What this task involves:
Starting with the line that contains "Target: white plate", copy every line through the end of the data below, exactly and with nothing added.

Input:
⟨

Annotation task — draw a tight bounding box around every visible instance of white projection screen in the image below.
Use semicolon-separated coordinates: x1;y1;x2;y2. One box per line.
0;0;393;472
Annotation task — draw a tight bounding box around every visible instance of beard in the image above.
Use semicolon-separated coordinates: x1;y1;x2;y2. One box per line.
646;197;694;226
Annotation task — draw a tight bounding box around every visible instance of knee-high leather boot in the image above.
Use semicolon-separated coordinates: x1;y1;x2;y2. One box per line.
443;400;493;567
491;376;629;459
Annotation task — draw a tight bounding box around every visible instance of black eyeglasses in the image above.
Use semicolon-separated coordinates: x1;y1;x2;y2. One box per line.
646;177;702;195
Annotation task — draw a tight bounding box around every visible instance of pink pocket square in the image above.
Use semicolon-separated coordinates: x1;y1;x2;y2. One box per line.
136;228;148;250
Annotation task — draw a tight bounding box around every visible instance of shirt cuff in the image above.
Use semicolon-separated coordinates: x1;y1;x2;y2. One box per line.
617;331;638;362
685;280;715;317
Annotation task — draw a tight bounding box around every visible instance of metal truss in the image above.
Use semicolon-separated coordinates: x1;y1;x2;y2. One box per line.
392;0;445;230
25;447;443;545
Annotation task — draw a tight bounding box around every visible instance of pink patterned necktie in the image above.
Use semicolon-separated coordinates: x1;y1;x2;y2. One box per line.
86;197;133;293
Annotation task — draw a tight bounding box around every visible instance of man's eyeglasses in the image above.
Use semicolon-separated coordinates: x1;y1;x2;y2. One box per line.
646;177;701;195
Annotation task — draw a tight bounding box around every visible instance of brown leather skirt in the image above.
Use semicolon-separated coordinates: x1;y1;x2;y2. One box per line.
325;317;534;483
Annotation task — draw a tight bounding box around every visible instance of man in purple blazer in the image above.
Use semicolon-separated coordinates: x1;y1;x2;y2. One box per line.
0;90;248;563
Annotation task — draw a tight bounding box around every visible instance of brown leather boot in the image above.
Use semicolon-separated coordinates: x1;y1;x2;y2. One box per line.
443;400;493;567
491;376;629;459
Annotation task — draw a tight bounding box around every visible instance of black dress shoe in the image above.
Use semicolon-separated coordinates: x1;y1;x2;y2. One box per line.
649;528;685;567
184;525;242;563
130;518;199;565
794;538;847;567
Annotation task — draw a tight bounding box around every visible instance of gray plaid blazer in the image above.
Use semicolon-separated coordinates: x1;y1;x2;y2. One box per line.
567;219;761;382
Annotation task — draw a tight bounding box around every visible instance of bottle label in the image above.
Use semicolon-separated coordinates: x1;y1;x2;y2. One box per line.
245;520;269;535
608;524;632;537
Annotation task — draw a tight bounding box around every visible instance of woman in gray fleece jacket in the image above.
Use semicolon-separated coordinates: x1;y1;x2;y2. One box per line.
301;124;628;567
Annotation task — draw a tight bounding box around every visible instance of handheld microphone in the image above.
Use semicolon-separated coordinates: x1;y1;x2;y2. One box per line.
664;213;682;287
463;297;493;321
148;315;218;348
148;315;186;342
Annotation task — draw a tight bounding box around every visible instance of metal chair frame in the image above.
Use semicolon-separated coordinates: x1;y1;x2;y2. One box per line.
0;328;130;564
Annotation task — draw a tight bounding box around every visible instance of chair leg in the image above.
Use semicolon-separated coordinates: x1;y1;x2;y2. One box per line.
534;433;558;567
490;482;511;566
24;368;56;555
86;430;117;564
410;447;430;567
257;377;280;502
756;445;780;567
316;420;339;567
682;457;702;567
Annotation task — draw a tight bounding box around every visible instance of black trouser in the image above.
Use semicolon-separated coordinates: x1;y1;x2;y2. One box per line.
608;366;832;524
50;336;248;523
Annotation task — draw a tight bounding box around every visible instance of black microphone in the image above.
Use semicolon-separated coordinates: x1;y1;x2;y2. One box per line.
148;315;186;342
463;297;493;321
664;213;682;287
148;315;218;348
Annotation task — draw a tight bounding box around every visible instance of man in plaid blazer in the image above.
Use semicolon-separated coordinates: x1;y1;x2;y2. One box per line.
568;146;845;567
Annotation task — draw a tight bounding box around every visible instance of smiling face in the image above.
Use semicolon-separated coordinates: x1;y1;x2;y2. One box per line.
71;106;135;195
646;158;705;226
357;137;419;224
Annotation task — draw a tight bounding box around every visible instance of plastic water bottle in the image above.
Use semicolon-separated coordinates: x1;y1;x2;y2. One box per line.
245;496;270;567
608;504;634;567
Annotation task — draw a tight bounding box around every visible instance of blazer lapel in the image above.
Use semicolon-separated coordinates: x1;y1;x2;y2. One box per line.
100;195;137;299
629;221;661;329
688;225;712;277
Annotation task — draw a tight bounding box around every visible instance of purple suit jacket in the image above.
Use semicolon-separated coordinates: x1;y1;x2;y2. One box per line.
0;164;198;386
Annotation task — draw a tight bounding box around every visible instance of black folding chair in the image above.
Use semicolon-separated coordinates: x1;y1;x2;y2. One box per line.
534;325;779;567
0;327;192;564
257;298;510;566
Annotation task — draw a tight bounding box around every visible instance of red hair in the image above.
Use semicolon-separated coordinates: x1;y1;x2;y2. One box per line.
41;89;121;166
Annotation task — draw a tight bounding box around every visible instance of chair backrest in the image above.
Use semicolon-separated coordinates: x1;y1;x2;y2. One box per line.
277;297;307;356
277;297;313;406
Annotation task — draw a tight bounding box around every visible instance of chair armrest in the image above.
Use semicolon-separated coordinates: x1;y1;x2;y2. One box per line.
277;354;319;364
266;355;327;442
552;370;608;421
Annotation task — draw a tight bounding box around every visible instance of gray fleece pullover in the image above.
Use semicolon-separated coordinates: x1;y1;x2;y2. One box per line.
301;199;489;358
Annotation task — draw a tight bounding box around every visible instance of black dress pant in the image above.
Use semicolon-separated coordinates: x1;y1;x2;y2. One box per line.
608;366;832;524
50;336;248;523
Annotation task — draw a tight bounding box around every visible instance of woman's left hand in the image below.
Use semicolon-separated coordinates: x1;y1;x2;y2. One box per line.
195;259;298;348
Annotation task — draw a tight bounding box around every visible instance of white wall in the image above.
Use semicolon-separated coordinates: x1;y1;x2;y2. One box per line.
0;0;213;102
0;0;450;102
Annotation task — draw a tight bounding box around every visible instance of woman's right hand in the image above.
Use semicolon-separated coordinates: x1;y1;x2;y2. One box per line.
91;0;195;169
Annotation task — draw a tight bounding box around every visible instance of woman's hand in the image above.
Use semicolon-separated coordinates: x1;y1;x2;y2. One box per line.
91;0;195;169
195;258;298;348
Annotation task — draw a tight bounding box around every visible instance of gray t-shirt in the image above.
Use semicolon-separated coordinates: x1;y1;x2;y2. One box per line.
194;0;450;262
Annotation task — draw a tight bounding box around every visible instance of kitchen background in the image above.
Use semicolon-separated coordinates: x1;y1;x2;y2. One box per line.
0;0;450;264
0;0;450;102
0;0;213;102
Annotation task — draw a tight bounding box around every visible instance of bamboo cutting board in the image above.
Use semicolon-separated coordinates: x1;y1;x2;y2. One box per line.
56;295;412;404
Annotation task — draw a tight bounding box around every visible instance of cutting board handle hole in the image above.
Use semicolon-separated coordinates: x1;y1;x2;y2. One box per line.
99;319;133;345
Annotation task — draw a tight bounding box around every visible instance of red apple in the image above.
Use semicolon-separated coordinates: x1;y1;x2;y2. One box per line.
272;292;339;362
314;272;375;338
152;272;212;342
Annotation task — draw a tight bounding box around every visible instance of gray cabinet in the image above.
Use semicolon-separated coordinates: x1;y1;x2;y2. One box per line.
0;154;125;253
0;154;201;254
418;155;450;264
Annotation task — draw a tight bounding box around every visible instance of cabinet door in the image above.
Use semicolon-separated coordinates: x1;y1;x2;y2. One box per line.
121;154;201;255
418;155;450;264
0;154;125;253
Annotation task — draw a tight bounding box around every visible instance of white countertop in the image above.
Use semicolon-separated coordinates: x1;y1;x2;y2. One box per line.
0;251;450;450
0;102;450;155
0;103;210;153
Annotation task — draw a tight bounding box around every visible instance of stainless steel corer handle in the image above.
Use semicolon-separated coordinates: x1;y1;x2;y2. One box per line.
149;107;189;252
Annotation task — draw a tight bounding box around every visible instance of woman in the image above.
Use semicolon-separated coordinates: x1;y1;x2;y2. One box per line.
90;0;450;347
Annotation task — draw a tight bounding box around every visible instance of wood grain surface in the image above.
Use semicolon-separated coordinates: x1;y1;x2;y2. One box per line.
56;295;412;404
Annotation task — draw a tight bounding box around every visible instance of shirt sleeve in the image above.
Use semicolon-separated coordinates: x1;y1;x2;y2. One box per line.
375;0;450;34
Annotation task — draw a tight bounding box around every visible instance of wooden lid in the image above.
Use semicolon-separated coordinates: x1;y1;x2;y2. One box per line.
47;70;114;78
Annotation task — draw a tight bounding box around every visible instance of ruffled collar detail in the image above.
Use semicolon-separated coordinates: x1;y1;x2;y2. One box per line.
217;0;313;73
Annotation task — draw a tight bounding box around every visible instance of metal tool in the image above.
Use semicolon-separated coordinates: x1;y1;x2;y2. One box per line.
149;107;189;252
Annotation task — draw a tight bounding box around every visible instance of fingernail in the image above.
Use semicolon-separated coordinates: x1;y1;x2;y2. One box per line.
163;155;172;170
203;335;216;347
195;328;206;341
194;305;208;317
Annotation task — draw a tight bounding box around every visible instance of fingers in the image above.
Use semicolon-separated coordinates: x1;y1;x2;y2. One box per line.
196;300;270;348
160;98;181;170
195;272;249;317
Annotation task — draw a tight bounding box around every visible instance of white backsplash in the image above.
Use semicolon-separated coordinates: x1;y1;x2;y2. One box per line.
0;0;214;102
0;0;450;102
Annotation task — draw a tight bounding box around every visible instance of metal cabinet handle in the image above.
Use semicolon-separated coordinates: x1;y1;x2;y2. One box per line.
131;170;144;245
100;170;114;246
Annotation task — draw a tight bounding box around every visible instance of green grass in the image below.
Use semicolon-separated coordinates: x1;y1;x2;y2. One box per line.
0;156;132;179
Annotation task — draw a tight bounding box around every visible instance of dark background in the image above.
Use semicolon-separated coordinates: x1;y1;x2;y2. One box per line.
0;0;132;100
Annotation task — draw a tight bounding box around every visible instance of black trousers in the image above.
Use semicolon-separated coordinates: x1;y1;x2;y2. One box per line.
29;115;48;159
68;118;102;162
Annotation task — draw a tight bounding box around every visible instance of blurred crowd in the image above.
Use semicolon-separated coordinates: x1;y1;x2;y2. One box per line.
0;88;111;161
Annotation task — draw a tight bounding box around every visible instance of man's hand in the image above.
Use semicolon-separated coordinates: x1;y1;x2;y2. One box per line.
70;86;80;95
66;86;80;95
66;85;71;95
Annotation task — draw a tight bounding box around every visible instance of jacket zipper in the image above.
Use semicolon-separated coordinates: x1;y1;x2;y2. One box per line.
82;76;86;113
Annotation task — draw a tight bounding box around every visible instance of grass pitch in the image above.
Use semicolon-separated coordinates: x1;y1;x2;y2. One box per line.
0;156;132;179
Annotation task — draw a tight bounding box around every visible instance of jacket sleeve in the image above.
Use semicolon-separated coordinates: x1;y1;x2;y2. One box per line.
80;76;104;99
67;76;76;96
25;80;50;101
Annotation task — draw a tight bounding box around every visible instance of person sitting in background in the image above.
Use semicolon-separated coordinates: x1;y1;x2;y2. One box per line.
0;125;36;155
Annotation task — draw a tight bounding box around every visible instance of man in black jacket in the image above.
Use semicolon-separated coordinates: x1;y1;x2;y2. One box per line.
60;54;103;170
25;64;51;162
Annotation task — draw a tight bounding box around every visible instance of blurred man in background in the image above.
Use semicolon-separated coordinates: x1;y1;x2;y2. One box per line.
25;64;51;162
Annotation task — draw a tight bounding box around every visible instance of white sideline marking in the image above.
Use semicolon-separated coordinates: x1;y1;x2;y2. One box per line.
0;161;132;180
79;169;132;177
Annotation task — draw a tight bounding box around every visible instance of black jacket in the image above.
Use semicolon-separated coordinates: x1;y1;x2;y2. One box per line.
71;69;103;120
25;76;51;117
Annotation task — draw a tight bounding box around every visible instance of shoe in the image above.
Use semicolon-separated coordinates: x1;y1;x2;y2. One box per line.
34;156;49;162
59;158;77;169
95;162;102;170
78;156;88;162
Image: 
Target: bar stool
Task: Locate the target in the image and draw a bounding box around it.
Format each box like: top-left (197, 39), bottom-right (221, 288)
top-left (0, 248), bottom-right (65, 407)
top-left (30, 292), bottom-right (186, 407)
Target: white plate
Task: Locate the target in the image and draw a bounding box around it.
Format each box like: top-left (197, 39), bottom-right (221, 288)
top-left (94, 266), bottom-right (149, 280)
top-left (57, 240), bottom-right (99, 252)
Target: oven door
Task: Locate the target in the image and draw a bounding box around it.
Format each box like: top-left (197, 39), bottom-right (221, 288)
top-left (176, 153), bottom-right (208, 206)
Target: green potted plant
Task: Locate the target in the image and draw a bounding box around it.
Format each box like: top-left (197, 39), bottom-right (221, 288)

⟩

Solution for this task:
Target: white plate
Task: Locate the target in the image and draw a bounding box around it.
Format each box like: top-left (197, 39), bottom-right (221, 288)
top-left (94, 266), bottom-right (149, 280)
top-left (57, 240), bottom-right (99, 252)
Target: oven door
Task: Locate the target in the image and draw a bounding box around it.
Format each box like: top-left (197, 39), bottom-right (221, 288)
top-left (176, 153), bottom-right (208, 206)
Target: green potted plant
Task: Locate the target in the image and draw a bounding box around it.
Format each box like: top-left (197, 39), bottom-right (221, 288)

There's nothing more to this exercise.